» **Work to do**
Render every line of the material below as a JSON list of strings, one string per line, omitting the pictures and any blank lines.

» **Input for this task**
■ ■ ■ ■ ■ ■ ■
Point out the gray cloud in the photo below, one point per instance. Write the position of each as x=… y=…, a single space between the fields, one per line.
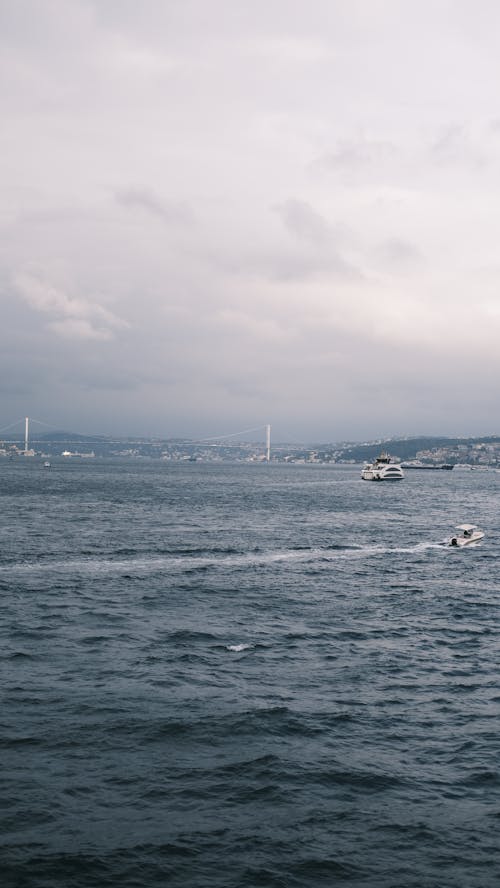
x=170 y=212
x=220 y=215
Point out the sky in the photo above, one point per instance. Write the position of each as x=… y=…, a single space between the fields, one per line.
x=218 y=214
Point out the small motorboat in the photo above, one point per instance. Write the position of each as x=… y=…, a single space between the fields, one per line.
x=383 y=469
x=469 y=534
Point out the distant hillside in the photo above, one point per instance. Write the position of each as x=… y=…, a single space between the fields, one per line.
x=407 y=448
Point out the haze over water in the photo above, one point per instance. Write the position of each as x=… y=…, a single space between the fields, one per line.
x=247 y=675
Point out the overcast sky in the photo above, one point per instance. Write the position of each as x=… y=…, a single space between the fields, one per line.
x=217 y=214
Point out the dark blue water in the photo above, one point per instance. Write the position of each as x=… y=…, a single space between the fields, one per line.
x=219 y=676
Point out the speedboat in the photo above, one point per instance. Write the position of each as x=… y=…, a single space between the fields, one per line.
x=383 y=469
x=469 y=534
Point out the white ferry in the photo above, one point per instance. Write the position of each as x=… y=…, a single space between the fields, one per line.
x=383 y=469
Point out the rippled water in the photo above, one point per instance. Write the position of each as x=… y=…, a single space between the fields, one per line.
x=247 y=676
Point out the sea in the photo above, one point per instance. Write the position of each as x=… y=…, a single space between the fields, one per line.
x=234 y=675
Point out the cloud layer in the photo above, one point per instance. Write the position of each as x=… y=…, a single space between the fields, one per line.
■ ■ ■ ■ ■ ■ ■
» **Solution for this exercise**
[
  "Point out the gray cloud in the photo below, one point per instance. Write the position of each as x=… y=…, a single space between the fields, one per line.",
  "x=170 y=212",
  "x=220 y=215",
  "Point out the sky in the photo above, one point per instance. Write the position of each as x=… y=…, a single space between the fields, one per line.",
  "x=218 y=214",
  "Point out the small motorboat in the photo above, one point per instance. Write the position of each as x=… y=…, a single space between the fields, one per line.",
  "x=383 y=469",
  "x=469 y=534",
  "Point out the distant hillside in the photo above, one point per instance. Write the position of each as x=… y=…, a single space between the fields, one per line.",
  "x=407 y=448",
  "Point out the haze over water in the photo above, one point per instance. Write the position of each as x=… y=…, a single space between the fields, one per line.",
  "x=247 y=675",
  "Point out the overcast sky in the photo above, one point per instance. Write the position of each as x=… y=…, a single space between the fields, one per line.",
  "x=217 y=214",
  "Point out the dark blue water in the photo above, one point per instance. Write the position of each as x=… y=…, a single space between the fields, one per line.",
  "x=219 y=676",
  "Point out the speedboat in the photo above, one point per instance. Write the position of each as x=… y=…, a single space between the fields, one per line.",
  "x=383 y=469",
  "x=469 y=534",
  "Point out the white ferry in the photo above, one point per instance. Write the position of each as x=… y=…, a single space between the fields, one per line.",
  "x=383 y=469",
  "Point out the rippled water in the photo above, one point per instance. Write the position of each as x=… y=…, a single space between the fields, one per line.",
  "x=247 y=676",
  "Point out the sea in the photo above, one point per instance. Write the position of each as x=… y=…, a single space between the fields, one per line.",
  "x=234 y=675",
  "Point out the cloud layer in the photo above, one point per instance. Write the position of each as x=… y=…, a single space between the fields, one per line."
]